◆ What to do ◆
Render as a JSON list of strings, one per line and omitting blank lines, the entries starting with the line containing "out the chair" and continuing through the line containing "Target: chair leg", both included.

━━ Supplied records ━━

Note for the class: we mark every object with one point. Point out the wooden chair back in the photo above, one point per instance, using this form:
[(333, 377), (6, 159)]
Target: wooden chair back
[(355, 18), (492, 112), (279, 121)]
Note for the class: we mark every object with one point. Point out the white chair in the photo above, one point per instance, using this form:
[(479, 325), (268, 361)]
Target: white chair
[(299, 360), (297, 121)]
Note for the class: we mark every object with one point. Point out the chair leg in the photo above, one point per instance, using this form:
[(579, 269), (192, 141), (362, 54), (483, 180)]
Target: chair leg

━━━
━━ Supplied records ━━

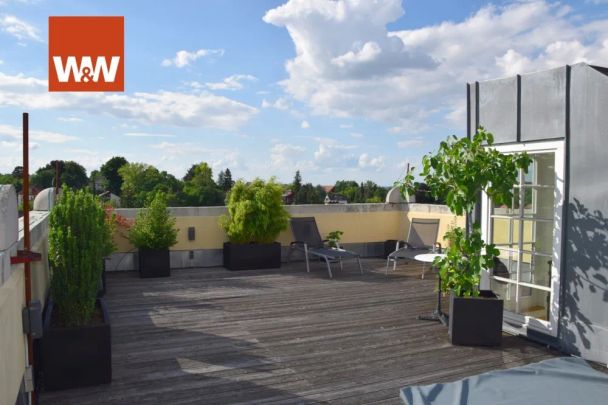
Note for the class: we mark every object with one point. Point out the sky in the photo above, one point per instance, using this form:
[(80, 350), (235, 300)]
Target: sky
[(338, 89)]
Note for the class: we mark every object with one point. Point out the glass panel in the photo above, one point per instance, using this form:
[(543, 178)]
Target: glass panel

━━━

◆ Completed exercise ◆
[
  "Note for the class: we mark every object with one point. Point out the chair leg in the photo above, one point per instance, using this form:",
  "[(579, 269), (192, 141), (362, 54), (483, 180)]",
  "Target: chair leg"
]